* _Extract to read_:
•••••
China's National People's Congress Kicks Off

In a kind of dress rehearsal for the upcoming Olympic Games, a million volunteers have descended on Beijing to help thousands of security officials maintain order. Not for sports fans from all over the world but for the roughly 3,000 delegates of the National People’s Congress, who have gathered for their annual meeting. At the opening, Prime Minister Wen Jiabao delivered a two-and-a-half- hour speech outlining the government’s priorities and plans for the coming year.

Wen Jiabao's opening speech was two-and-a-half hours long

Wen Jiabao's opening speech was two-and-a-half hours long

The National People’s Congress is the highest organ of the Chinese state according to the constitution. But in practice, the Communist Party stands above the state. The Party elects the delegates. They determine the agenda. And they prepare the annual sessions in great detail. The effort is worth it -- since its first session in 1954 the People’s Congress has never once rejected a single law.

Of course, there are fierce discussions about the country’s future course within China too -- the problems are pressing enough. But the discussions take place before the People’s Congress -- in small circles of power where opposing factions within the Communist Party sort out their differences.

So the People’s Congress is really just a stage for a script, which is played out behind the scenes. This year, there are two major matters -- the Olympic Games in August, which will elicit even more emphasis on unity and stability than usual.

All about people

The other is the 17th National Congress, which took place last autumn. The National Congress of the Communist Party meets every five years and sets the rough political agenda. The People’s Congress then has to implement it.
•••••
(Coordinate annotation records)

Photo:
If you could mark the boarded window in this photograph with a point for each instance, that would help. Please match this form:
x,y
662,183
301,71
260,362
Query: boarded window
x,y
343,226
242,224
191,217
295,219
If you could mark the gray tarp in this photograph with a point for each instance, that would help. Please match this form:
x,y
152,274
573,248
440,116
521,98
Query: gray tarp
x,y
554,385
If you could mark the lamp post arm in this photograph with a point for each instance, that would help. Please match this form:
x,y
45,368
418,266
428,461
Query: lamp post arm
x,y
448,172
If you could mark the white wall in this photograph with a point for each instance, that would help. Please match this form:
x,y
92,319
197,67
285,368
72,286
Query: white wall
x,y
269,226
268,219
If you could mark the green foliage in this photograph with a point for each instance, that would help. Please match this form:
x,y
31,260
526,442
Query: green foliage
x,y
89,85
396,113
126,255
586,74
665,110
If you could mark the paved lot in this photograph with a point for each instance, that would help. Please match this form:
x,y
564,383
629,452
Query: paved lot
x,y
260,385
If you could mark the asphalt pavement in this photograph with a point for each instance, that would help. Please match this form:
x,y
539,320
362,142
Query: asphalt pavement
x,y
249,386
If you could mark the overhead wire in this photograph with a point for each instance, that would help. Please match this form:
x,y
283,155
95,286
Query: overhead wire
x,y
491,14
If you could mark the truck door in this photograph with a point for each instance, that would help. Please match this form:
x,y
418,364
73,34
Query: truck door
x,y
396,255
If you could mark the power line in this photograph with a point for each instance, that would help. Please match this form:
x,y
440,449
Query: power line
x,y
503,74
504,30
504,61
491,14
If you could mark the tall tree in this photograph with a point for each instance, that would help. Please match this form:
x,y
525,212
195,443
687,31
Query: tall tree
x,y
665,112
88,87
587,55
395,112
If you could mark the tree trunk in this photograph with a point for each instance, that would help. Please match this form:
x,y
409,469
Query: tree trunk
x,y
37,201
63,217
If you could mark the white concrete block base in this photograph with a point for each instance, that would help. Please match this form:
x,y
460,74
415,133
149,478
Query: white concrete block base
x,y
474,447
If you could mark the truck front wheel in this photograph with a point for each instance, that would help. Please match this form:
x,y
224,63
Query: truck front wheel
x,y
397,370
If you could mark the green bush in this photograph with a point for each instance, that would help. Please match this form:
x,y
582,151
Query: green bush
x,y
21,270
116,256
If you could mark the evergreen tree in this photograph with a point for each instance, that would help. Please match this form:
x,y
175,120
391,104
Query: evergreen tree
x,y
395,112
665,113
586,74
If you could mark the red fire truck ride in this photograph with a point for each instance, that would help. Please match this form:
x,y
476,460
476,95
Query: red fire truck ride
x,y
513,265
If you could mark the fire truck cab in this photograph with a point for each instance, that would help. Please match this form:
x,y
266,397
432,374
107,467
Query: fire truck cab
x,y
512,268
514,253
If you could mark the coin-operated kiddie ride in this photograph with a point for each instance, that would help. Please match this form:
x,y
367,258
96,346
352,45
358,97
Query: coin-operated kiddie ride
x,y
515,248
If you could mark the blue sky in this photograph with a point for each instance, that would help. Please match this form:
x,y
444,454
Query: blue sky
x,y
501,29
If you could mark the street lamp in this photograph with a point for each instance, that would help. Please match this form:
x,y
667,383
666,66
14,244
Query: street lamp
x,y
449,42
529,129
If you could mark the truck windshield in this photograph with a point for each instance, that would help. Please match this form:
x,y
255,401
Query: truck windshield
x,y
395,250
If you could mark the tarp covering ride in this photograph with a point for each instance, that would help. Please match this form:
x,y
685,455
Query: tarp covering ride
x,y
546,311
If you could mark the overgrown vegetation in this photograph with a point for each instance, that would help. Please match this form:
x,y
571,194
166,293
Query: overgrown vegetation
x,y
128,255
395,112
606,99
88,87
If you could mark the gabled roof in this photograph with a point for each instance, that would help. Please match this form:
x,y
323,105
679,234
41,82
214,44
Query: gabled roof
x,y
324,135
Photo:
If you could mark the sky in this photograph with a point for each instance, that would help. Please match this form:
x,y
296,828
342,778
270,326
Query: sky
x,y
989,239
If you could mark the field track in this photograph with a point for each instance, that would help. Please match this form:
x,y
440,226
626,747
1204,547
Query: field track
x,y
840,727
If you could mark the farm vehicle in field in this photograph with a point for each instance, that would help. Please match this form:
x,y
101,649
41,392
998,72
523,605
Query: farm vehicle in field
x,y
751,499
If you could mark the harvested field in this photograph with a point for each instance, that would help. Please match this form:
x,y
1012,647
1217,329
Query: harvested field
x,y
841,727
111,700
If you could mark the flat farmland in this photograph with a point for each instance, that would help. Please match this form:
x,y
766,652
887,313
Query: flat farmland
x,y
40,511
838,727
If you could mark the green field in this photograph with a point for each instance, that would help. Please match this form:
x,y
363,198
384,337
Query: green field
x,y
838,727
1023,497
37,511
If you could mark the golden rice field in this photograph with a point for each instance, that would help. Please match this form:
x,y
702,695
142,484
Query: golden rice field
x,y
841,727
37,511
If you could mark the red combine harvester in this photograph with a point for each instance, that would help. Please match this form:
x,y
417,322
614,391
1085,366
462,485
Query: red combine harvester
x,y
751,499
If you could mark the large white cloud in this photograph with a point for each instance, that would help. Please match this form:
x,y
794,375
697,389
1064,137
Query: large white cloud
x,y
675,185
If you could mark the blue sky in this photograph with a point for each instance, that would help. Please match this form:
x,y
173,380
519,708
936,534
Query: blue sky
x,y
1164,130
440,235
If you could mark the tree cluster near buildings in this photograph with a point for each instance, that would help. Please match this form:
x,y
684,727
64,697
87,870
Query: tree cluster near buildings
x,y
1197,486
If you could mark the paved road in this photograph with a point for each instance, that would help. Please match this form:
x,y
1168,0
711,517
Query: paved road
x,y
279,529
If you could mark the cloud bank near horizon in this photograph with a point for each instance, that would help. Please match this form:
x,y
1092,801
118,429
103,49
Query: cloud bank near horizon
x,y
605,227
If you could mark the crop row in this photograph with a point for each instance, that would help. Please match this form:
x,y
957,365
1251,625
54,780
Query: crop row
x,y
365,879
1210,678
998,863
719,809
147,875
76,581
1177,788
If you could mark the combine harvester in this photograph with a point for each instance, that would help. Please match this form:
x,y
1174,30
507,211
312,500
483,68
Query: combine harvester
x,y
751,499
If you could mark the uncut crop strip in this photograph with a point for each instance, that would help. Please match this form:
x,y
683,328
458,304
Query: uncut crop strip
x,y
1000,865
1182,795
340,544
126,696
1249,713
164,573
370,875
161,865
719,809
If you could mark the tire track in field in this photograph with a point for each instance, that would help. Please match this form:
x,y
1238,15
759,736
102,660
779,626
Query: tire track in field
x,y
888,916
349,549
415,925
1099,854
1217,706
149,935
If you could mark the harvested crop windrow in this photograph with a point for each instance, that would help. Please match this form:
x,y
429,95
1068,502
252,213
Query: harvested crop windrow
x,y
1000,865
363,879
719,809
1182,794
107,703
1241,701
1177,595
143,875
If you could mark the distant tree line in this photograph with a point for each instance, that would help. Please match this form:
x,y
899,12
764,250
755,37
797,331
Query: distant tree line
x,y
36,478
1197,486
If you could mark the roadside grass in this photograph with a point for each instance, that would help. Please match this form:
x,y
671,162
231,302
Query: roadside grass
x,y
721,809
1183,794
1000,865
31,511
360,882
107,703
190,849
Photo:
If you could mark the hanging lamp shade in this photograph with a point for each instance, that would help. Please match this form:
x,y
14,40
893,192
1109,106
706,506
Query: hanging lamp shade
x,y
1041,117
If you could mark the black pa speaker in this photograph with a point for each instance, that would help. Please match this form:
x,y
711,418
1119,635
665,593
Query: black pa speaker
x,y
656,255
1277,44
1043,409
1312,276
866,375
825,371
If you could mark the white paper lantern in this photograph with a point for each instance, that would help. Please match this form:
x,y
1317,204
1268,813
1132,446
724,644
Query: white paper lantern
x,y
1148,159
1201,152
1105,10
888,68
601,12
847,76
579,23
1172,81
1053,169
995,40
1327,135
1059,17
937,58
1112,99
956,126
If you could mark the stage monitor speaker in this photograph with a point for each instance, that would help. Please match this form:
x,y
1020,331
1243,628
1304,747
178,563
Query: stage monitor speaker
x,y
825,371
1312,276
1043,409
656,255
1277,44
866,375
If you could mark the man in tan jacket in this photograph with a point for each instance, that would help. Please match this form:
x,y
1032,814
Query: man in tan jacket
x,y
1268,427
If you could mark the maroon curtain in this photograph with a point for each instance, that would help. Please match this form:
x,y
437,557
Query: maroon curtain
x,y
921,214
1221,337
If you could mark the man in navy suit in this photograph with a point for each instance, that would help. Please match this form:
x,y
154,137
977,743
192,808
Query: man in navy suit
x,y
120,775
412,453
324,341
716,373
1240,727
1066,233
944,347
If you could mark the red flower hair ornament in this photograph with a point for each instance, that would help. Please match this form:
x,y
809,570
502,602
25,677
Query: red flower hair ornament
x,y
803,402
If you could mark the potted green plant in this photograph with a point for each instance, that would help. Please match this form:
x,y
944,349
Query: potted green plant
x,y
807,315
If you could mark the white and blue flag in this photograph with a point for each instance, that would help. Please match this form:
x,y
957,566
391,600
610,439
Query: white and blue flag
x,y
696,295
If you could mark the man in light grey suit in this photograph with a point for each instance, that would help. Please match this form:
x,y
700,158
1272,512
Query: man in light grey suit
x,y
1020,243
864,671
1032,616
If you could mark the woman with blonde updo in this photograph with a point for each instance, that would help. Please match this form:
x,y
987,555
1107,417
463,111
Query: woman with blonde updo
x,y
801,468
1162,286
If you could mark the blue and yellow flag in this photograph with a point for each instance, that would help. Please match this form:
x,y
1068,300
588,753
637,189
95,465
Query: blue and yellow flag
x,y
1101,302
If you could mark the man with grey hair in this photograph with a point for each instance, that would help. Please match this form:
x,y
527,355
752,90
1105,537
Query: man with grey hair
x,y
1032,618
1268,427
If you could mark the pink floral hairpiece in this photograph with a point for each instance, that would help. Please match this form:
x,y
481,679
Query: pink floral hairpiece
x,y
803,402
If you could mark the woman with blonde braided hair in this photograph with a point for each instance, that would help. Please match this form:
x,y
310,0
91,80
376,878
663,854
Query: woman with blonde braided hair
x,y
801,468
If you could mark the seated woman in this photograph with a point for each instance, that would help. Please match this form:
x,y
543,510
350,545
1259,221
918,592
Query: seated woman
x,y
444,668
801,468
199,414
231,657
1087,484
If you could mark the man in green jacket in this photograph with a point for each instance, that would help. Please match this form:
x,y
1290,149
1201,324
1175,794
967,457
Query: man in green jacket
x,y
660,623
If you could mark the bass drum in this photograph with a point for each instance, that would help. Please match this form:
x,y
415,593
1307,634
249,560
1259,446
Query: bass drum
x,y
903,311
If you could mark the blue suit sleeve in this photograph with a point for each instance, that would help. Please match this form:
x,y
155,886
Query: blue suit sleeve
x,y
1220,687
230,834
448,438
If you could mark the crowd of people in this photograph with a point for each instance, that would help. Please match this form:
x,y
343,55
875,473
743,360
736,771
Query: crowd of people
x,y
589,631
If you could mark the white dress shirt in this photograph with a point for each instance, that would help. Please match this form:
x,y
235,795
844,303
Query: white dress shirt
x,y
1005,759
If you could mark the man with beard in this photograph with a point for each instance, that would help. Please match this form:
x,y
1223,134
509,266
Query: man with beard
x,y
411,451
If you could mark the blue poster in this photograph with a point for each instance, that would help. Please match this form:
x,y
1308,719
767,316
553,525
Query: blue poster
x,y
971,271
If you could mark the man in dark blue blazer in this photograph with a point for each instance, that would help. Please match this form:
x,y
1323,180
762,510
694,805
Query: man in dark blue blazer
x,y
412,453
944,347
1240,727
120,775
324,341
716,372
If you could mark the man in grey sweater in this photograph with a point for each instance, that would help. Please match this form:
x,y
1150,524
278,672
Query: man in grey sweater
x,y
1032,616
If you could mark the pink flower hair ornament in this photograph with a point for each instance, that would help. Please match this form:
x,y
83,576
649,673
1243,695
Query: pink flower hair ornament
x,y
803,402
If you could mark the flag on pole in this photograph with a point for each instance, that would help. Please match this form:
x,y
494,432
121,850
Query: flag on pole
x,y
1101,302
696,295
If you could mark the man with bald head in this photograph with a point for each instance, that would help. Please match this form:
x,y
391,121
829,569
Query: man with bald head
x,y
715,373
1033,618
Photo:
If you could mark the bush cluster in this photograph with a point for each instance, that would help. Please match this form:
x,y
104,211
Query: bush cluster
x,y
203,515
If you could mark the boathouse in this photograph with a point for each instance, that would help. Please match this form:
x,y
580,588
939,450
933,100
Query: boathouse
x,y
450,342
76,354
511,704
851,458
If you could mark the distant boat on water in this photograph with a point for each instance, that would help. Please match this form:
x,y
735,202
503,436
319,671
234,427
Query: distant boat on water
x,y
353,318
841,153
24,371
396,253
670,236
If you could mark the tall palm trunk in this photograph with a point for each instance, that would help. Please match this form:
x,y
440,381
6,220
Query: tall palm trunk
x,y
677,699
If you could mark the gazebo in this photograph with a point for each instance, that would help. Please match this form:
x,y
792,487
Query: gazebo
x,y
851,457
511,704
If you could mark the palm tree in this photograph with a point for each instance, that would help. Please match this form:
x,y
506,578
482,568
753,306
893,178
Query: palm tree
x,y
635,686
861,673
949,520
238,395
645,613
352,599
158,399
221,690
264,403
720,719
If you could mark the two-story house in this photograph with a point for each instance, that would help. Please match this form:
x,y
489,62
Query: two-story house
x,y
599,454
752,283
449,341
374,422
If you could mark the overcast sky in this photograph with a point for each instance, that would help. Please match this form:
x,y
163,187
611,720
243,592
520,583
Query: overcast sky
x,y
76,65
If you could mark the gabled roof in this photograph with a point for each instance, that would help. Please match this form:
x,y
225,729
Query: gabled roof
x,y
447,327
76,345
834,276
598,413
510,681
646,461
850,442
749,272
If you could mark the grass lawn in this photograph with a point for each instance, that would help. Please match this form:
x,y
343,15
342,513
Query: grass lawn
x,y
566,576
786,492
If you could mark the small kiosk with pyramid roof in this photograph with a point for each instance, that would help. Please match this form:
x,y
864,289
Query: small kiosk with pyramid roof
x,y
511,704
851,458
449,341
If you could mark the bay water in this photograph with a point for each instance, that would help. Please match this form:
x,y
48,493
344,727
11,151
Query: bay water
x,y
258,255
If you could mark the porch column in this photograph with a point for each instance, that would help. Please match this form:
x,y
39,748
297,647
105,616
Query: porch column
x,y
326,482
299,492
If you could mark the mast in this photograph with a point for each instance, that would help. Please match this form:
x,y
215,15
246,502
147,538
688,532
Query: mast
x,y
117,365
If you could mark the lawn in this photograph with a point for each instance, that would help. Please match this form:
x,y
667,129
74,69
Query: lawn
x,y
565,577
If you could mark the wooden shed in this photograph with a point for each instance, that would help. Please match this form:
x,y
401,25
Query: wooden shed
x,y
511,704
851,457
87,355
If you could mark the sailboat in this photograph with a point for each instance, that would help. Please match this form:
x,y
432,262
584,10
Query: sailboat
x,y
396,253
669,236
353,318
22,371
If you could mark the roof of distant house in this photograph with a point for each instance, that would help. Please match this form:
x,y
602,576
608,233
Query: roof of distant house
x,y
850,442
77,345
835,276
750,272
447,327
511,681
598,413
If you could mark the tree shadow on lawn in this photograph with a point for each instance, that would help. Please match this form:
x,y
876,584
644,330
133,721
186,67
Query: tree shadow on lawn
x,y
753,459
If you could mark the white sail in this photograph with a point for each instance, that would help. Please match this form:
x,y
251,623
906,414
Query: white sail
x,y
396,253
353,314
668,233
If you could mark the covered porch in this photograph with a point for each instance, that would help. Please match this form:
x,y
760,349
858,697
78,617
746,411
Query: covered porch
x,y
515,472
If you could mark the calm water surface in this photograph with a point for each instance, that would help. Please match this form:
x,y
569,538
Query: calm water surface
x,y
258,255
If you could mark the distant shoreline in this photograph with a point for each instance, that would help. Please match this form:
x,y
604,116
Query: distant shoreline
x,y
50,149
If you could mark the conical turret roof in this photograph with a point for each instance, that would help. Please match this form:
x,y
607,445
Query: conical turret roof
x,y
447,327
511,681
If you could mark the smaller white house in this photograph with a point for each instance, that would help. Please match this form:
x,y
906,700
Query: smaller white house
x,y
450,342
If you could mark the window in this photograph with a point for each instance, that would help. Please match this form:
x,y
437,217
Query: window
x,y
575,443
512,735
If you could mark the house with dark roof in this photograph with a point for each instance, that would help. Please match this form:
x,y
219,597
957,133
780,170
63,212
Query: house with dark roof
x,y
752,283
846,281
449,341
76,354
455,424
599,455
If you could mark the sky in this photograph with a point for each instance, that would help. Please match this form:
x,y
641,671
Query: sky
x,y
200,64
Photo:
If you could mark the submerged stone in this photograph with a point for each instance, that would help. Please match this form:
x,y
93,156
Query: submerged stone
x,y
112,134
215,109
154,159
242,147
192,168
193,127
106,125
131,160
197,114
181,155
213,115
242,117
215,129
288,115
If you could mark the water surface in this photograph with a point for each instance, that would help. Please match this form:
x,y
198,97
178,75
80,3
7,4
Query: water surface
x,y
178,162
•••••
* _Required work_:
a) According to the article on China's National People's Congress, since when has the Congress never rejected a single law?
b) Go on with the article on China's National People's Congress from the point where it stops.

* _Answers in order_:
a) Since its first session in 1954.

b)
This time it’s all about people. President Hu Jintao and Prime Minister Wen Jiabao will both be re-elected to five-year terms. And because the Communist Party is loath to leave anything to chance, two probable future heads of state, due to take over the reins in 2013, will be appointed vice-president and deputy prime minister. It all has more to do with the rituals of a religious order than with democracy.

The word “democracy” was uttered by President Hu Jintao over 60 times last October in a speech partly devoted to developing “socialist democracy”. However, Hu also made it very clear that the point of the political reforms was to guarantee the long-term rule and stability of the party and state.

No hope for political reform

Jin Zhong, the chief editor of the Hong Kong news magazine “Open” is not optimistic about change:

“There is no hope for political reforms in Hu Jintao’s current term of office. The government already has too many practical problems.”

“It is under enormous pressure because of social instability, the growing gap between the poor and the rich, corruption and the catastrophic state of the environment. And on top of that, there are the Olympic Games this year, which will cost the government a lot of time, money and energy.”

Some public debate

There has been some public debate about political reform over the past year. But conservative voices did their best to quell any demands, which became too loud, says Jin Zhong.

“In China, there have always been debates about political reforms, about the differences between civil society and the government. But the voices are not equally loud. The government controls the state media.”

The People’s Congress will discuss not reform of the political system but reform of the political apparatus. The government wants to re-centralise power as much as possible -- especially in the areas of energy, finance, agriculture, transport and the environment.

However, experts point out that previous drives for administrative reform have led to more public servants only and not really to concrete change.

  • Date 05.03.2008
  • Author Matthias von Hein (act)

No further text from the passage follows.